▸ **Ziel**:
Gib sämtliche nachstehenden Zeilen als nummerierte Liste aus. Leerzeilen werden dabei ausgelassen.

= = = =

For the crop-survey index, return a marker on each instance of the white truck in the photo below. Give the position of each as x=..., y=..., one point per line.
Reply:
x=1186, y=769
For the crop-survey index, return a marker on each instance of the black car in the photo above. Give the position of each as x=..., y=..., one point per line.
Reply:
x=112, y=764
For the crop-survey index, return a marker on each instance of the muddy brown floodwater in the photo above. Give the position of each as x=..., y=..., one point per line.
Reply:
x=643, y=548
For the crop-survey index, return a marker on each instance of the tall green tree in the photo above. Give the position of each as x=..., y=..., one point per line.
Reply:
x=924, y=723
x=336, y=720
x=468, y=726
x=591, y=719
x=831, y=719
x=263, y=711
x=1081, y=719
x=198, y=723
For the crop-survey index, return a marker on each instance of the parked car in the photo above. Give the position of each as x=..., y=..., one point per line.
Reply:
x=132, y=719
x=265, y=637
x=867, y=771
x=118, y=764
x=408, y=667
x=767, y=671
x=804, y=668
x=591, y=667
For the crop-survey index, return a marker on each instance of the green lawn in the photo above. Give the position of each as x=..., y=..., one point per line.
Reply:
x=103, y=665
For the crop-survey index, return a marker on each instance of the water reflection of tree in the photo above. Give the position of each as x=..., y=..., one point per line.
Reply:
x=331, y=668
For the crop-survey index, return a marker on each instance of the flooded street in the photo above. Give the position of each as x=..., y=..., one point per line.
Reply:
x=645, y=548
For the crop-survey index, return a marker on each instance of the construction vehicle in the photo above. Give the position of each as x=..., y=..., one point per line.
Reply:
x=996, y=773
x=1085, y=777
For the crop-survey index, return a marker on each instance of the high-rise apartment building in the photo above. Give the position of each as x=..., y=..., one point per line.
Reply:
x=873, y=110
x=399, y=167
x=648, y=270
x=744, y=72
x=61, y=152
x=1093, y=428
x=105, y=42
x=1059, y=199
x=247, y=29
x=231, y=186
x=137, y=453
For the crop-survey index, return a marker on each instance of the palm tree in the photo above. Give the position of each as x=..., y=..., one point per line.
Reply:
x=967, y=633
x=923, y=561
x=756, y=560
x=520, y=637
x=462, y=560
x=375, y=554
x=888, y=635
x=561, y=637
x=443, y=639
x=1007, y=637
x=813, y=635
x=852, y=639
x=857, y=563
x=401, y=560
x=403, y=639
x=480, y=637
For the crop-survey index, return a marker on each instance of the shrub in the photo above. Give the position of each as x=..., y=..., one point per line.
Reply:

= = = =

▸ **Endgültige Antwort**:
1. For the crop-survey index, return a marker on each instance of the white truck in the photo below. Give the position of each as x=..., y=..., one point per line.
2. Reply:
3. x=1186, y=769
4. For the crop-survey index, return a marker on each instance of the black car in the photo above. Give the position of each as x=..., y=..., one point per line.
5. Reply:
6. x=112, y=764
7. For the crop-survey index, return a marker on each instance of the muddy brown floodwater in the photo above. Give the position of each as x=..., y=..., one point per line.
8. Reply:
9. x=643, y=548
10. For the crop-survey index, return a marker on each instance of the tall green tree in the photo above. Give the position of each as x=..., y=..., one point per line.
11. Reply:
12. x=924, y=723
13. x=336, y=720
14. x=468, y=726
15. x=591, y=719
16. x=831, y=719
17. x=263, y=711
18. x=1081, y=719
19. x=198, y=723
20. For the crop-survey index, return a marker on each instance of the parked car in the photo above. Give the position of each as x=..., y=..., one point per line.
21. Reply:
22. x=132, y=719
23. x=265, y=637
24. x=867, y=771
25. x=118, y=764
26. x=408, y=667
27. x=767, y=671
28. x=804, y=668
29. x=591, y=667
30. For the crop-survey index, return a marker on each instance of the green lawn in the photo above. Give the position of each as x=..., y=..., one point per line.
31. Reply:
32. x=103, y=665
33. For the crop-survey index, return a marker on each instance of the water reflection of tree in the photo above. Give the position of each as x=..., y=..., one point per line.
34. Reply:
35. x=331, y=668
36. For the crop-survey index, return a marker on each instance of the flooded street in the photo above. Give the position of each as x=..., y=..., one point per line.
37. Reply:
38. x=645, y=548
39. For the crop-survey index, return a marker on each instance of the construction vehicle in the photo above. Give the position of each as x=..., y=..., one point per line.
40. Reply:
41. x=996, y=773
42. x=1085, y=777
43. For the crop-survey index, return a marker on each instance of the high-rise apartment building in the photo above. Give the position of each as x=..., y=..., one point per line.
44. Reply:
45. x=873, y=110
46. x=399, y=167
47. x=648, y=270
48. x=744, y=72
49. x=61, y=152
50. x=1093, y=428
51. x=105, y=42
52. x=1059, y=199
53. x=247, y=29
54. x=231, y=186
55. x=137, y=453
56. For the crop-survey index, return a marker on each instance of the palm tree in the photo above. Give the position of each as x=..., y=..., one point per line.
57. Reply:
58. x=967, y=633
59. x=923, y=561
60. x=756, y=560
61. x=520, y=637
62. x=462, y=560
63. x=375, y=554
64. x=888, y=635
65. x=561, y=637
66. x=443, y=639
67. x=1007, y=637
68. x=813, y=635
69. x=852, y=639
70. x=857, y=563
71. x=401, y=560
72. x=403, y=639
73. x=480, y=637
74. For the crop-survey index, return a marker on each instance of the shrub in the photo above. Give the position of each as x=..., y=..., one point per line.
75. Reply:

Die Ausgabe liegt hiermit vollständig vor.